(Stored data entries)
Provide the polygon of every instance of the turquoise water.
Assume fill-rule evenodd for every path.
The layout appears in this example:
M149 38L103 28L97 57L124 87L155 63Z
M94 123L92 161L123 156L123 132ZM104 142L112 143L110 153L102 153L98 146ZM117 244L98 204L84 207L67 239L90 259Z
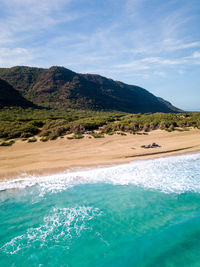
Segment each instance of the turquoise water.
M0 266L200 266L200 154L0 183Z

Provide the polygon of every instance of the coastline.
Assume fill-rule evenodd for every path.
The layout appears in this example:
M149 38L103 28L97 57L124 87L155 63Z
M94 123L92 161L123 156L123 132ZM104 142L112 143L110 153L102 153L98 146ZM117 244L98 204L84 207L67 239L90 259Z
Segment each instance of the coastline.
M160 147L144 149L141 145ZM0 148L0 179L21 174L48 175L70 169L111 166L135 160L192 154L200 151L200 130L166 132L155 130L148 135L106 135L105 138L25 143Z

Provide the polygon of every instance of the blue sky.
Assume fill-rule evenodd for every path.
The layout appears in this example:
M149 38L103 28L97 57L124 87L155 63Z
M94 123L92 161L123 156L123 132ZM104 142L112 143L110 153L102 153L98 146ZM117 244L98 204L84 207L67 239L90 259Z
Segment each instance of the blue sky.
M0 66L61 65L200 111L199 0L1 0Z

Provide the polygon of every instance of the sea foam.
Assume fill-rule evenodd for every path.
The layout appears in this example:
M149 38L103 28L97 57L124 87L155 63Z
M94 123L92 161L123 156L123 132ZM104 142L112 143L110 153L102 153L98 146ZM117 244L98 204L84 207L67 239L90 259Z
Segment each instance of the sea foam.
M135 185L164 193L200 192L200 154L134 161L112 167L67 171L54 175L21 175L0 182L0 190L38 186L40 194L80 184Z
M26 233L16 236L4 244L0 250L6 254L16 254L21 250L33 246L50 246L63 242L68 249L71 240L79 238L83 231L92 229L88 222L100 216L102 211L98 208L79 206L74 208L53 208L48 216L45 216L43 223L36 228L29 228Z

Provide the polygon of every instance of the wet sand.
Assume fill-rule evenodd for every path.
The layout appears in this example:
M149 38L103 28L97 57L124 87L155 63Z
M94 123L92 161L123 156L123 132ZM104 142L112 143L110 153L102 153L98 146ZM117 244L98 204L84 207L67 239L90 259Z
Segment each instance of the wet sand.
M141 145L160 145L141 148ZM166 132L155 130L148 135L106 135L105 138L27 143L17 140L11 147L0 147L0 178L21 173L58 173L74 167L120 164L133 160L200 151L200 130Z

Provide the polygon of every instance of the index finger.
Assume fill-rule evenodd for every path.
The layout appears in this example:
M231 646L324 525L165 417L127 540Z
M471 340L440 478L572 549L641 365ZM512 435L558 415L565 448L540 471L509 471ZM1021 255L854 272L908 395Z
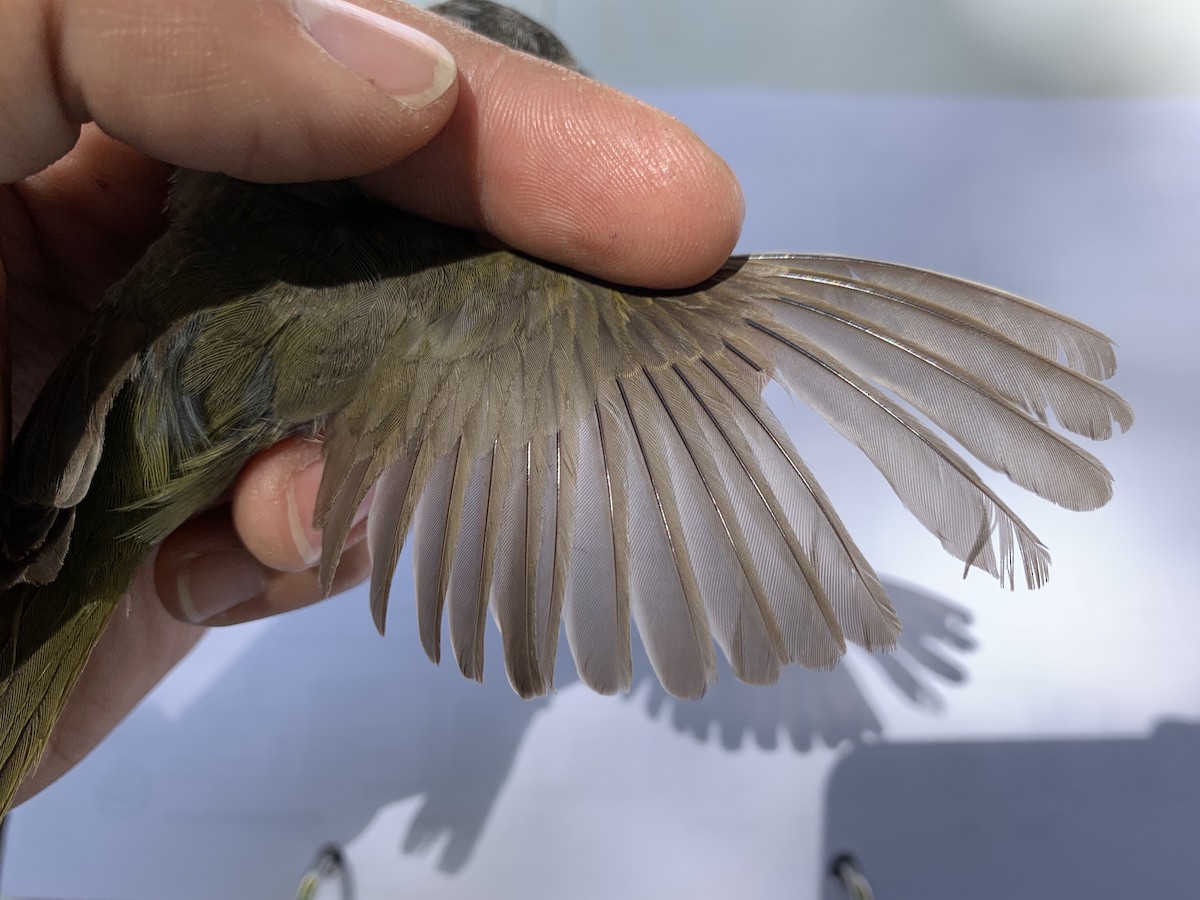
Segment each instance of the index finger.
M694 284L732 252L741 189L683 123L449 22L363 3L436 38L459 72L447 125L368 176L372 192L533 256L645 287Z

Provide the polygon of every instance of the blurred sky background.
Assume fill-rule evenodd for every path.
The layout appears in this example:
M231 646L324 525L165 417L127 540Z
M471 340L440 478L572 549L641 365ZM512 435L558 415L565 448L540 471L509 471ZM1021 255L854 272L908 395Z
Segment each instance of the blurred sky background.
M420 4L429 6L428 3ZM1191 0L519 0L627 89L1200 92Z

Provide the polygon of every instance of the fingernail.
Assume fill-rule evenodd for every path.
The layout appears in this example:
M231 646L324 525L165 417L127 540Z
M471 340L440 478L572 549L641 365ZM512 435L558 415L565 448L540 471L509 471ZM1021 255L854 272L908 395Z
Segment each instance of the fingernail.
M175 577L179 611L196 625L253 600L266 587L262 566L240 549L197 556Z
M325 52L414 109L454 81L450 51L427 34L345 0L292 0L305 30Z
M288 529L296 552L306 566L316 565L321 558L321 532L313 528L311 513L301 516L300 510L312 510L317 505L317 490L321 487L324 467L318 460L292 476L287 492Z
M324 467L320 461L317 461L297 472L288 485L288 528L292 533L292 540L296 544L296 552L300 554L300 558L304 560L306 566L315 566L321 559L321 532L313 527L310 518L300 515L300 510L316 508L317 491L321 487L321 475L323 472ZM367 495L363 498L362 503L358 505L358 509L354 513L354 518L350 520L351 529L359 525L367 517L367 513L371 510L371 501L374 497L375 489L372 487L371 490L367 491Z

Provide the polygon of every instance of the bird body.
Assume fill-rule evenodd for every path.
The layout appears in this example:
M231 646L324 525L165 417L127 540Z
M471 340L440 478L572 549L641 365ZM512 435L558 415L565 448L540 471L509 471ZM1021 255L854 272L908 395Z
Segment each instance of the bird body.
M447 6L466 5L492 6ZM181 172L171 210L4 471L0 810L146 554L287 435L324 442L327 588L374 486L380 630L411 531L435 661L448 622L460 669L481 678L490 613L523 696L551 688L560 629L583 680L613 692L636 627L664 686L699 696L714 640L739 678L768 683L899 634L763 402L771 380L859 446L952 555L1009 583L1019 566L1031 586L1045 548L924 419L1071 509L1102 505L1111 479L1051 416L1097 439L1132 422L1100 383L1115 369L1102 334L916 269L737 257L654 292L344 182Z

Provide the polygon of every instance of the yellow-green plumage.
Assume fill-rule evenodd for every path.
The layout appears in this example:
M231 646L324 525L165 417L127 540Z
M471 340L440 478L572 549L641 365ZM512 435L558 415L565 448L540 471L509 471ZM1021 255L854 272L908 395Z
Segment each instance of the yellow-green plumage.
M445 7L468 9L496 14ZM181 173L172 208L4 472L0 813L147 552L285 435L324 435L326 586L375 486L381 630L411 525L431 658L448 621L460 669L482 677L490 612L522 695L550 689L560 626L582 679L612 692L630 684L636 625L664 686L697 696L714 639L764 683L899 634L762 401L772 379L859 446L951 554L1010 582L1020 557L1033 586L1045 548L889 391L1072 509L1103 504L1110 478L1050 415L1091 438L1132 422L1099 383L1114 370L1103 335L932 273L748 257L693 290L647 292L486 249L343 183Z

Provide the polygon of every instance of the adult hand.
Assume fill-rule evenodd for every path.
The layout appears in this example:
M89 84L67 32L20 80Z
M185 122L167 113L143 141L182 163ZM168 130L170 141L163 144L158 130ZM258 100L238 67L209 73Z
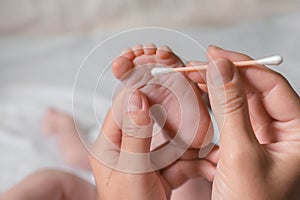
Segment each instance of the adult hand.
M116 113L111 109L107 114L101 134L90 152L101 200L169 199L172 189L189 178L205 176L212 181L214 164L199 159L198 150L193 149L172 165L159 171L151 170L152 120L148 100L139 91L121 92L113 106L120 108L120 105L121 109L114 109ZM121 119L121 125L118 119Z
M212 199L299 199L299 97L264 66L232 64L246 55L212 46L207 57L206 74L188 75L208 91L221 133Z

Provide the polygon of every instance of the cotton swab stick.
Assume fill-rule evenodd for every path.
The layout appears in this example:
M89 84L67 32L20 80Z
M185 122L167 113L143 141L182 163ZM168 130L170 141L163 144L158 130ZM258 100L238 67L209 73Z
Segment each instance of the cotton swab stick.
M280 65L282 61L283 59L281 56L270 56L258 60L233 62L233 64L237 67L243 67L249 65ZM155 67L151 70L151 74L152 76L158 76L163 74L169 74L172 72L190 72L190 71L206 70L206 68L207 68L207 64L198 65L194 67L178 67L178 68Z

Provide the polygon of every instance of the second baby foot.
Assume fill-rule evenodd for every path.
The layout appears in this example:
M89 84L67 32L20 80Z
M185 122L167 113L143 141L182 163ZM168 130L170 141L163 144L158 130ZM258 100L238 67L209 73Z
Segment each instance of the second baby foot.
M46 135L56 138L62 157L67 164L90 170L87 150L81 143L71 115L50 108L45 113L41 126Z

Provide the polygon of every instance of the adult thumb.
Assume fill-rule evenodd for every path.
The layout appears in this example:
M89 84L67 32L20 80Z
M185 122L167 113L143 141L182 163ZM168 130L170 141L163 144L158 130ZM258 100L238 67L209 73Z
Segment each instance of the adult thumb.
M138 90L127 97L124 102L121 150L150 152L153 124L148 99Z
M221 147L226 143L225 148L242 150L253 143L258 144L238 69L224 58L210 60L206 79L211 107L221 133Z
M150 159L153 123L146 96L138 90L128 94L123 111L118 169L129 173L153 171Z

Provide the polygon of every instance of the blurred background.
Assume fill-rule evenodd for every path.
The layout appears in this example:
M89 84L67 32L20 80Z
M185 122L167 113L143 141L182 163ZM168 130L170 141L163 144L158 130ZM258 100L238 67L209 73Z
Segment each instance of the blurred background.
M226 26L296 12L299 7L299 0L1 0L0 34Z
M108 37L154 26L181 31L203 48L220 45L254 58L279 54L284 63L276 70L299 94L299 21L300 0L0 0L0 193L44 167L89 179L89 173L64 164L40 124L49 107L72 114L79 66ZM151 42L146 35L137 38ZM107 48L119 52L125 44ZM187 55L195 54L187 44L178 44L176 51L180 45ZM196 59L205 59L205 52ZM93 70L104 67L91 67L82 84L88 84ZM108 90L115 84L105 81L102 86ZM87 130L99 129L101 123L95 124L95 116L86 111L91 105L85 97L92 90L82 87L78 92L79 121ZM108 93L97 98L109 106ZM97 111L100 119L105 111Z

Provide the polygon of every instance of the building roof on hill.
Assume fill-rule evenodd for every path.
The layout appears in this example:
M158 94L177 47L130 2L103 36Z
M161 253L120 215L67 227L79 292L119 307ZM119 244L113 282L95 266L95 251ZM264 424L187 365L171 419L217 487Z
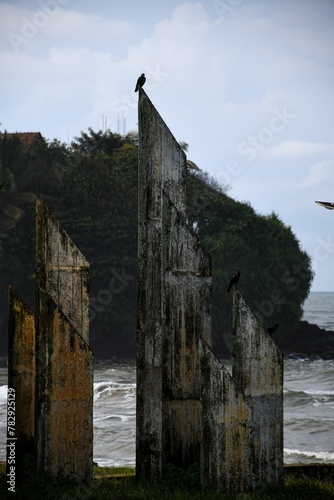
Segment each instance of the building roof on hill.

Required work
In the records above, locate the lines holding the word "building". Copy each of them.

Exercise solution
Provide the polygon of every instance of the building roof on hill.
Segment each instance of the building roof on hill.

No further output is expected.